TUJUAN TUGAS A: Salin dari berita vonis korupsi TES Tsunami bagian mulai dari "Mataram, katada.id –" sampai dengan "digelar Rabu (4/6).".
TUJUAN TUGAS B: Ringkaslah berita vonis korupsi TES Tsunami dalam dua kalimat.
TUJUAN TUGAS C: Teruskan berita vonis korupsi TES Tsunami mulai setelah kalimat terakhir yang ditampilkan.

BAGIAN TEKS:
• • • • • • •

Mataram, katada.id – Pengadilan Tindak Pidana Korupsi (Tipikor) Mataram menjatuhkan vonis terhadap dua terdakwa kasus korupsi pembangunan gedung Tempat Evakuasi Sementara (TES) Tsunami di Kabupaten Lombok Utara (KLU). Aprialely Nirmala, selaku Pejabat Pembuat Komitmen (PPK), dijatuhi hukuman 6 tahun penjara. Sementara itu, Agus Herijanto, mantan Kepala Pelaksana Proyek dari PT Waskita, divonis lebih berat yakni 7,5 tahun penjara.
“Mengadili, menjatuhkan pidana kepada terdakwa Aprialely Nirmala selama 6 tahun penjara,” ucap Ketua Majelis Hakim, Isrin, dalam sidang pembacaan putusan yang digelar Rabu (4/6).

• • • • • • •

KUTIPAN SUMBER:

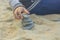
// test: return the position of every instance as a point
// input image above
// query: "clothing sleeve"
(15, 3)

• • • • • • •

JAWABAN LATIHAN A:
Mataram, katada.id – Pengadilan Tindak Pidana Korupsi (Tipikor) Mataram menjatuhkan vonis terhadap dua terdakwa kasus korupsi pembangunan gedung Tempat Evakuasi Sementara (TES) Tsunami di Kabupaten Lombok Utara (KLU). Aprialely Nirmala, selaku Pejabat Pembuat Komitmen (PPK), dijatuhi hukuman 6 tahun penjara. Sementara itu, Agus Herijanto, mantan Kepala Pelaksana Proyek dari PT Waskita, divonis lebih berat yakni 7,5 tahun penjara.
“Mengadili, menjatuhkan pidana kepada terdakwa Aprialely Nirmala selama 6 tahun penjara,” ucap Ketua Majelis Hakim, Isrin, dalam sidang pembacaan putusan yang digelar Rabu (4/6).

JAWABAN LATIHAN B: Pengadilan Tipikor Mataram menjatuhkan vonis kepada dua terdakwa kasus korupsi pembangunan gedung Tempat Evakuasi Sementara (TES) Tsunami di Kabupaten Lombok Utara. Aprialely Nirmala selaku Pejabat Pembuat Komitmen dihukum 6 tahun penjara, sedangkan Agus Herijanto, mantan Kepala Pelaksana Proyek dari PT Waskita, divonis 7,5 tahun penjara.

JAWABAN LATIHAN C:
Meskipun dinyatakan bersalah, Nirmala tidak dibebankan membayar uang pengganti kerugian negara karena tidak terbukti menikmati dana proyek. Namun, ia tetap dijatuhi denda sebesar Rp300 juta, dengan ketentuan apabila tidak dibayar, akan diganti dengan pidana kurungan selama 4 bulan.
Vonis lebih berat dijatuhkan kepada Agus Herijanto. Ia dinyatakan bersalah dan dihukum 7 tahun 6 bulan penjara. Selain pidana pokok, Agus juga dikenai denda Rp400 juta subsider 6 bulan kurungan serta diwajibkan mengganti kerugian negara sebesar Rp1,302 miliar.
“Jika kerugian tersebut tidak dibayarkan dalam waktu satu bulan sejak putusan berkekuatan hukum tetap, maka harta bendanya akan disita, atau diganti dengan pidana penjara selama 2 tahun,” kata Hakim Isrin.
Vonis terhadap kedua terdakwa hampir senada dengan tuntutan Jaksa Penuntut Umum (JPU) dari Komisi Pemberantasan Korupsi (KPK). Tim JPU, Greafik Loserte, menyatakan bahwa pembuktian dalam sidang sudah kuat baik secara formil maupun materil.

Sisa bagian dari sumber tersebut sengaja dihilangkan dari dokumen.